--- AVAILABLE DATA Enclosed Below ---

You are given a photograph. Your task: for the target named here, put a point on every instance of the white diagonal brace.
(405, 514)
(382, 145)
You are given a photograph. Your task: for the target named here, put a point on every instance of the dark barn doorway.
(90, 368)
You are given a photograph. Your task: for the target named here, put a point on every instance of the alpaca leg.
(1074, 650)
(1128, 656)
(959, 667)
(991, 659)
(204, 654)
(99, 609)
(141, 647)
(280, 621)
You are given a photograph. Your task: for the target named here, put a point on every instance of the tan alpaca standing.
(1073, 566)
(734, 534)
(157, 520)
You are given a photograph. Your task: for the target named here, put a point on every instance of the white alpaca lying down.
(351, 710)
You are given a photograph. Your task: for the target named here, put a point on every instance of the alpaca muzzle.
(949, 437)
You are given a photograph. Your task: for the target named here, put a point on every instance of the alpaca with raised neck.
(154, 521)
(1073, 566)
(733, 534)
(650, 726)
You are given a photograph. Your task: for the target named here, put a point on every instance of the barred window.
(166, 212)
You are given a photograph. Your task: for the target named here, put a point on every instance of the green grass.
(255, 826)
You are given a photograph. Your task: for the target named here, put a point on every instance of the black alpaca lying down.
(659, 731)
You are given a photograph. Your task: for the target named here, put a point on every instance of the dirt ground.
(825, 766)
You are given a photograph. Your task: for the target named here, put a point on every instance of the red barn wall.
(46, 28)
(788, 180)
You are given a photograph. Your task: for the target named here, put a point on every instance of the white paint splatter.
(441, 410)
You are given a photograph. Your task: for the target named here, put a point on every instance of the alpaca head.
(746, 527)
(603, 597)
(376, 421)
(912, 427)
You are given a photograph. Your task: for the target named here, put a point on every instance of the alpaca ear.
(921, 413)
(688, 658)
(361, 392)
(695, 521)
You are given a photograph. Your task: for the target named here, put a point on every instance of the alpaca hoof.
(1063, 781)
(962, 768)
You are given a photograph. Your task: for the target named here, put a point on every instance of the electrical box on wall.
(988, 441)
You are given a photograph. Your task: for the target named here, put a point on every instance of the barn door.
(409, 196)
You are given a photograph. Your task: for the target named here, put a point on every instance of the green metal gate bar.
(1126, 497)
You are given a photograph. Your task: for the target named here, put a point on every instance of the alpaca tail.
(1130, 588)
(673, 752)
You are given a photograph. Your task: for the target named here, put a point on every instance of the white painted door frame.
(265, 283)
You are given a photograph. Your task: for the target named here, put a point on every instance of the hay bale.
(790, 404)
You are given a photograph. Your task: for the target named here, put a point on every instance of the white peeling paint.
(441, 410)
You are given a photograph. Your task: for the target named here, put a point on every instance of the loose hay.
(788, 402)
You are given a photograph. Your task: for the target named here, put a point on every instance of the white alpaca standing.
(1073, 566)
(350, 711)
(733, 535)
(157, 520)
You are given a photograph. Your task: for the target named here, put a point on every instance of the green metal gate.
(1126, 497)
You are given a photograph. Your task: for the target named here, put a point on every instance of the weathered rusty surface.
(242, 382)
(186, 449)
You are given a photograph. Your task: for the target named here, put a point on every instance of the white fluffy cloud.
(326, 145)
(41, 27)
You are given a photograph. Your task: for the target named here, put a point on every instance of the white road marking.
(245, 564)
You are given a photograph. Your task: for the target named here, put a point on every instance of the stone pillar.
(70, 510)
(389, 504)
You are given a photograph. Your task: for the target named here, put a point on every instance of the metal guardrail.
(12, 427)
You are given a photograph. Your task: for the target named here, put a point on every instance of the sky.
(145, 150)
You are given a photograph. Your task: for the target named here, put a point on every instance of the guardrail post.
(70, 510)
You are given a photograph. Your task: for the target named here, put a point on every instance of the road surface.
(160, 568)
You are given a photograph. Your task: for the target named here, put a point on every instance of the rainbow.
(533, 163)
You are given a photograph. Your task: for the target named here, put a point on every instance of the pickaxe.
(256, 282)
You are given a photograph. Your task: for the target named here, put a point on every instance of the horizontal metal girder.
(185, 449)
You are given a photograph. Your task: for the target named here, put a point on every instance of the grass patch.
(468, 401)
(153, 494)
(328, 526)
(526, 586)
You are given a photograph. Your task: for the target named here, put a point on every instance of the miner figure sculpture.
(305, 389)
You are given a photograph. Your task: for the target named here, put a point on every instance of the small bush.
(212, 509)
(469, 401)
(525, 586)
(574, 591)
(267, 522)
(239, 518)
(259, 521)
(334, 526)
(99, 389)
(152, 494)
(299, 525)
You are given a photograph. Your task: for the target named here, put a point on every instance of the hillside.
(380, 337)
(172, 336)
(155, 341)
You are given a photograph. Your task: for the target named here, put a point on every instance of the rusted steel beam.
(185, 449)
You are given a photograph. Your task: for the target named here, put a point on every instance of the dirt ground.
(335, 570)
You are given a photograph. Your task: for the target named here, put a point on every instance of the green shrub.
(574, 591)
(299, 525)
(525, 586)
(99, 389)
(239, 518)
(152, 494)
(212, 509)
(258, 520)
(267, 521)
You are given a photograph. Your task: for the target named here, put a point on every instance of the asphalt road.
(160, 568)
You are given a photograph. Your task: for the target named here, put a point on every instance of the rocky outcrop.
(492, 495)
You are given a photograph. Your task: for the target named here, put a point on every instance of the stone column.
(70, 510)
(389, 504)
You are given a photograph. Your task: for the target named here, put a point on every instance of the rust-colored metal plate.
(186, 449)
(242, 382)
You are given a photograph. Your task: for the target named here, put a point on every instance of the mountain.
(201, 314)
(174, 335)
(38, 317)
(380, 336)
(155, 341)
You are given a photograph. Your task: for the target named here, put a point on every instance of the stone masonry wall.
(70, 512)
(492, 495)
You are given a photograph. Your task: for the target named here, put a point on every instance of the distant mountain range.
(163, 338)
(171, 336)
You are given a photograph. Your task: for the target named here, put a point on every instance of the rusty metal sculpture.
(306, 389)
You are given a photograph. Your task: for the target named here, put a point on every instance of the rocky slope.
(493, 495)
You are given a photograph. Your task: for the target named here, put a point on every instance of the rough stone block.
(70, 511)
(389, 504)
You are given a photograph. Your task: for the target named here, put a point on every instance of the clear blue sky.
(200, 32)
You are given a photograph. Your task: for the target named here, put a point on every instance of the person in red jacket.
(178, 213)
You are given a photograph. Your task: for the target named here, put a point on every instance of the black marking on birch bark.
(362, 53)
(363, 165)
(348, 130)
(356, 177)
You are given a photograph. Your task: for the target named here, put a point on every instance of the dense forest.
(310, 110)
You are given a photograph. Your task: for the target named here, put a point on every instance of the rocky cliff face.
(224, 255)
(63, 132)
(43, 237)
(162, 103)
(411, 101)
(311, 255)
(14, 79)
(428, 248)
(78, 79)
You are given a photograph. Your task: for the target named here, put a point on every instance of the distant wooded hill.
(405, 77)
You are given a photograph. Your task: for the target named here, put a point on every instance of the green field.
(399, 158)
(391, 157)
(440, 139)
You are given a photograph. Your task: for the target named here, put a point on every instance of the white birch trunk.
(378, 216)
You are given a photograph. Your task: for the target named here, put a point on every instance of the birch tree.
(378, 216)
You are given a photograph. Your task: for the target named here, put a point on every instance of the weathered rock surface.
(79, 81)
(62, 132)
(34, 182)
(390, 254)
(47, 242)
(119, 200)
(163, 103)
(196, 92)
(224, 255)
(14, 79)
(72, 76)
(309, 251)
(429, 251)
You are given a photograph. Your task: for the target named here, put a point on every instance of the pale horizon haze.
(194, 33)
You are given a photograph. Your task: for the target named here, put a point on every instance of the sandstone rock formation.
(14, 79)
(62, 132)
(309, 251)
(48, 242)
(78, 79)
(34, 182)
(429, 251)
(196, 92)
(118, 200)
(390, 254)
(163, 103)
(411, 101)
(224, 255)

--- End of Enclosed AVAILABLE DATA ---

EXERCISE PROMPT: Output the records verbatim, from the first line to the last.

RESULT:
You are given a photograph. Your task: for the target named here, put a point on every instance of the white diagonal brace.
(405, 514)
(382, 145)
You are given a photograph. Your task: for the target named here, put a point on every instance of the dark barn doorway.
(90, 368)
You are given a photograph. Your task: for the target named here, put a point on every instance of the alpaca leg.
(1074, 650)
(1128, 656)
(959, 667)
(991, 659)
(204, 654)
(99, 609)
(141, 647)
(280, 621)
You are given a photograph. Your task: for the target named here, put a point on every instance of the tan alpaca standing.
(1073, 566)
(734, 534)
(157, 520)
You are given a photograph. Your task: for the target named here, put a point on every instance of the white alpaca lying down.
(351, 710)
You are given a photograph. Your task: for the target named here, put a point on every instance of the alpaca muzzle.
(949, 437)
You are given a photograph. Your task: for the target named here, put a point on every instance of the alpaca with raised neck.
(154, 521)
(1073, 566)
(733, 534)
(650, 726)
You are given a photograph. Your task: for the target named here, put a point on every instance of the barred window.
(166, 212)
You are given a photograph. Your task: for the target named here, put a point on every instance of the green grass.
(255, 826)
You are given a photograph. Your task: for the target named here, put a point on every instance of the black alpaca lying down.
(659, 731)
You are given a photograph. Your task: for the target named here, put a point on every instance of the dirt ground.
(825, 766)
You are given a photograph. Your task: for the target named here, put a point on every instance of the red barn wall.
(46, 28)
(788, 180)
You are given a photograph. Your task: for the target named here, put a point on every instance of the white paint splatter.
(441, 410)
You are given a photograph. Your task: for the target named here, put a point on every instance of the alpaca head.
(746, 527)
(603, 597)
(376, 421)
(912, 427)
You are given a photograph. Your task: for the target named here, put a point on every instance of the alpaca ear.
(921, 413)
(688, 658)
(361, 392)
(695, 521)
You are given a photograph. Your task: for the target named here, put a point on every instance of the alpaca hoof.
(1063, 781)
(962, 768)
You are given a photograph. Your task: for the target named here, put a point on every instance of the electrical box on wall.
(988, 441)
You are given a photograph. Your task: for the target named here, put a point on every instance of the barn door.
(409, 196)
You are given a photograph. Your task: for the target named here, put a point on every instance of the green metal gate bar.
(1126, 497)
You are given a photograph. Your task: for the target named here, put a point on every instance of the alpaca tail.
(1130, 588)
(673, 752)
You are given a photograph. Your task: for the target named here, put a point on every instance of the white painted door frame.
(265, 283)
You are given a photograph. Your task: for the target named here, put a point on every instance of the hay bale.
(790, 404)
You are given a photograph. Your task: for the target named here, put a point on every instance of the white peeling paint.
(441, 410)
You are given a photograph. Your task: for the target named here, put a point on every instance of the loose hay.
(788, 402)
You are given a photograph. Your task: for the target named here, put a point on every instance of the white alpaca standing.
(1073, 566)
(350, 711)
(733, 535)
(157, 520)
You are given a photograph. Your task: for the target named here, put a point on every instance of the green metal gate.
(1126, 497)
You are given a photograph. Your task: for the target named here, put a point on every instance of the weathered rusty surface.
(242, 382)
(186, 449)
You are given a photograph. Your task: for the target named here, put a point on every instance of the white fluffy cloud.
(326, 145)
(41, 27)
You are given a photograph. Your task: for the target named here, put a point on every instance of the white road marking.
(245, 564)
You are given a photograph. Your task: for the target named here, put a point on every instance of the stone pillar.
(70, 510)
(389, 504)
You are given a photograph. Your task: for the target named here, put a point on every instance of the metal guardrail.
(12, 427)
You are given a photograph. Your task: for the target named here, put a point on every instance of the sky.
(145, 150)
You are given a photograph. Your task: for the target named here, put a point on every instance of the guardrail post.
(70, 510)
You are given a photograph. Your task: for the target named here, put a point on every instance of the road surface.
(160, 568)
You are given a photograph. Your task: for the target named here, put a point on every instance of the rainbow.
(533, 163)
You are given a photograph. Your task: for the target named here, put a point on every instance of the pickaxe.
(256, 282)
You are given a photograph. Your task: for the target named here, put a point on every instance of the horizontal metal girder.
(185, 449)
You are given a photograph. Your task: for the target named here, put a point on every instance of the grass patch.
(468, 401)
(153, 494)
(328, 526)
(526, 586)
You are given a photograph. Your task: for the target named here, put a point on every instance of the miner figure sculpture.
(305, 389)
You are given a photograph. Your task: for the target named here, put a point on every instance of the small bush.
(212, 509)
(469, 401)
(525, 586)
(574, 591)
(267, 522)
(239, 518)
(259, 521)
(334, 526)
(99, 389)
(152, 494)
(299, 525)
You are given a photograph. Your task: for the target named here, put a point on every instance of the hillside.
(380, 337)
(172, 336)
(155, 341)
You are given a photograph. Your task: for the target named here, put a point on every instance of the rusted steel beam.
(185, 449)
You are given a photograph. Your task: for the target named here, put a point on every instance of the dirt ground.
(335, 570)
You are given a photograph. Your task: for the target named here, put a point on every instance of the green shrub.
(574, 591)
(299, 525)
(525, 586)
(99, 389)
(239, 518)
(152, 494)
(212, 509)
(258, 520)
(267, 521)
You are given a photograph. Your task: for the target named here, put a point on every instance of the asphalt road.
(160, 568)
You are given a photograph. Your task: for the target named here, put a point on every instance of the rocky outcrop.
(492, 495)
You are given a photograph. Your task: for the target named here, put a point on every instance of the stone column.
(70, 510)
(389, 504)
You are given a photograph. Your task: for the target named here, put a point on every instance of the rust-colored metal plate.
(186, 449)
(242, 382)
You are given a photograph. Your task: for the target named here, put a point on every instance of the mountain.
(201, 314)
(174, 335)
(38, 317)
(380, 336)
(155, 341)
You are given a photograph. Your task: for the target named here, put a point on every instance of the stone masonry wall.
(70, 512)
(492, 495)
You are given a photograph. Your task: for the target named here, put a point on every instance of the distant mountain range.
(163, 338)
(171, 336)
You are given a photograph. Your task: for the target named here, put a point on every instance of the rusty metal sculpture.
(306, 389)
You are given a photograph. Your task: for the target named here, put a point on every instance of the rocky slope.
(493, 495)
You are given a photograph. Your task: for the target named here, put a point on every instance of the rough stone block.
(70, 511)
(389, 504)
You are given a photograph. Your task: for the target named here, put a point on every instance of the clear blue sky.
(200, 32)
You are given a photograph. Your task: for the target named here, put a point on every instance of the person in red jacket.
(178, 213)
You are given a photograph. Your task: for the target named here, put a point on every instance of the black marking on birch bark.
(362, 53)
(363, 165)
(348, 130)
(356, 177)
You are given a photograph. Your task: for the target named here, put a point on every instance of the dense forest.
(310, 110)
You are given a photograph. Your task: for the target named here, put a point on every instance of the rocky cliff face.
(224, 255)
(63, 132)
(43, 237)
(162, 103)
(411, 101)
(311, 255)
(14, 79)
(428, 248)
(78, 79)
You are given a photograph. Your task: for the target named here, put a point on every instance of the distant wooded hill.
(405, 77)
You are given a photograph. Your task: for the target named here, put a point on every instance of the green field.
(399, 158)
(391, 157)
(440, 139)
You are given a photograph. Your task: for the target named here, put a point on every instance of the white birch trunk.
(378, 216)
You are given a photograph. Your task: for the target named here, put a point on every instance of the birch tree.
(378, 216)
You are given a photograph. Your task: for the target named here, put a point on every instance of the weathered rock surface.
(79, 81)
(62, 132)
(34, 182)
(390, 254)
(47, 242)
(119, 200)
(163, 103)
(196, 92)
(224, 255)
(14, 79)
(72, 76)
(309, 251)
(429, 251)
You are given a photograph. Your task: for the target named here, put a point on every instance of the pale horizon haze.
(194, 33)
You are given a photograph. Your task: for the target named here, put a point on every instance of the sandstone rock formation.
(14, 79)
(62, 132)
(309, 251)
(48, 242)
(78, 79)
(34, 182)
(429, 251)
(196, 92)
(118, 200)
(390, 254)
(163, 103)
(411, 101)
(224, 255)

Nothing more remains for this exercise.